- [Passage for review]:
╔══
Despite these advanced capabilities, the path to the patient is not straightforward. The Swissmedic, the national regulatory authority for drugs and medical devices, has no specific framework for approving phage therapies. To be marketed as a standard medicine, any new treatment must undergo a rigorous marketing authorization process, including extensive and costly multi-phase clinical trials to prove safety and efficacy. This system is ill-suited for phage therapy for several reasons:

  • Personalization: Effective phage therapy often requires a “cocktail” of different phages precisely matched to the patient’s infecting bacteria. This personalized “N-of-1” approach is fundamentally at odds with the traditional model of a single, standardized drug tested on a large, uniform population.
  • Manufacturing and Standardization: Producing live viruses to the stringent standards of Good Manufacturing Practice (GMP) is a major challenge. Ensuring a phage preparation is free of bacterial debris and toxins, is stable, and has a consistent potency is far more complex than for a chemical compound. While the CHUV facility has made significant strides in creating GMP-compliant processes, these are resource-intensive.
  • Intellectual Property: Natural phages cannot be easily patented, which discourages the massive private investment from pharmaceutical companies that typically funds expensive clinical trials. Without a clear path to profitability, the commercial incentive is weak.

As a result, Swiss doctors currently rely on a workaround known as a “magistral formula.” Under Swiss law, a pharmacy can prepare a medicinal product for an individual patient based on a doctor’s prescription without requiring a full marketing authorization. The CHUV’s phage production facility effectively acts as this specialized pharmacy. While this allows for critical compassionate use in desperate cases, it is not a sustainable solution for making the therapy widely available.

Forging a Path Forward

Researchers and health officials are actively working to bridge this regulatory gap. The national network PhageNet.CH connects academic labs, hospitals, and policymakers to streamline research and advocate for a clearer legal framework. Their goal is to establish a system that ensures safety and quality without stifling the personalized nature of the therapy.

Dr. Grégory Resch, head of the CRIP at CHUV, is a leading voice in this effort. His team has successfully treated dozens of patients with chronic, antibiotic-resistant infections, from prosthetic joint infections to complex lung infections in cystic fibrosis patients. “We are at the beginning of a new era,” Resch stated in a public interview, emphasizing the need for robust data. “What we need to do now is demonstrate with clinical data the effectiveness of this therapy.”

One proposed solution is to adapt the regulatory model used for blood products or cell therapies, which also involve biologically active and variable components. This could involve authorizing the production process and the facilities themselves, rather than each individual phage cocktail. This would allow for flexibility while still maintaining strict oversight of safety and quality control.
╚══
- [Exercise objective]:
Summarize the passage on regulating phage therapy in Switzerland in three sentences.

[Data entries]
╔══
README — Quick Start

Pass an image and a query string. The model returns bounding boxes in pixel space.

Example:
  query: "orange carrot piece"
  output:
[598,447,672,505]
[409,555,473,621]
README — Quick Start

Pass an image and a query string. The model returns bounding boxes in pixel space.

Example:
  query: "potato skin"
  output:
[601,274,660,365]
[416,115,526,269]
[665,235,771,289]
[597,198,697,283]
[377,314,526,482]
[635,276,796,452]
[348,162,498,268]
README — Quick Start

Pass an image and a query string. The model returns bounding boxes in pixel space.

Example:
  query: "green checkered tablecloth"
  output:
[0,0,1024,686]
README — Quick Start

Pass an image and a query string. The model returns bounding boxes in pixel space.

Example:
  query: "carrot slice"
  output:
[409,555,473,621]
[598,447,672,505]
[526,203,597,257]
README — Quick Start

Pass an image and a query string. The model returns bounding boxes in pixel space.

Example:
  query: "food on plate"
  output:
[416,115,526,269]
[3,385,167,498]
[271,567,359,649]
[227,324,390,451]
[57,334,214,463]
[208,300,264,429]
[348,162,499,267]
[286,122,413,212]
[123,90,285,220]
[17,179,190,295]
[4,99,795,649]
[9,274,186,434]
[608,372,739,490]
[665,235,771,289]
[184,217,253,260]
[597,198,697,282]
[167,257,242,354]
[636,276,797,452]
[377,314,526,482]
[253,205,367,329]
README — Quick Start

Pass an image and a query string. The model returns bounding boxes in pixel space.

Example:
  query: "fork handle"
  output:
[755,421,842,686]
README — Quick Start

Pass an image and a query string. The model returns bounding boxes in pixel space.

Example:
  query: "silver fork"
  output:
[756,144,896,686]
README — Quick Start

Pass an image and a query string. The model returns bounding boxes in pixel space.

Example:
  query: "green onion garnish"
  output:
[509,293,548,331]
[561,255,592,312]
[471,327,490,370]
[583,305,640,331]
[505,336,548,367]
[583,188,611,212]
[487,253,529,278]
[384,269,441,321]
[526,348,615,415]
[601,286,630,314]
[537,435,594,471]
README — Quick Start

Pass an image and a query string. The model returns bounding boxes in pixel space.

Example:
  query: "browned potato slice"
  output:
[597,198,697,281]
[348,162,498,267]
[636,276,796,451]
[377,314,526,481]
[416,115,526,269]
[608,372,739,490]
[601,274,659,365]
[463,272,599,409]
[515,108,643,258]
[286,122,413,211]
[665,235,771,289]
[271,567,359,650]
╚══
- [Response]:
Swissmedic has no specific framework for approving phage therapies, and the standard marketing authorization process with costly multi-phase clinical trials is ill-suited to them because the therapy is personalized, live viruses are hard to produce to GMP standards, and natural phages cannot be easily patented. Swiss doctors currently rely on a "magistral formula," under which a pharmacy, here the CHUV's phage production facility, prepares a product for an individual patient on a doctor's prescription, but this is not a sustainable way to make the therapy widely available. Researchers and health officials, including the PhageNet.CH network and Dr. Grégory Resch of CHUV, are working toward a clearer legal framework, and one proposal is to adapt the model used for blood products or cell therapies by authorizing the production process and facilities rather than each phage cocktail.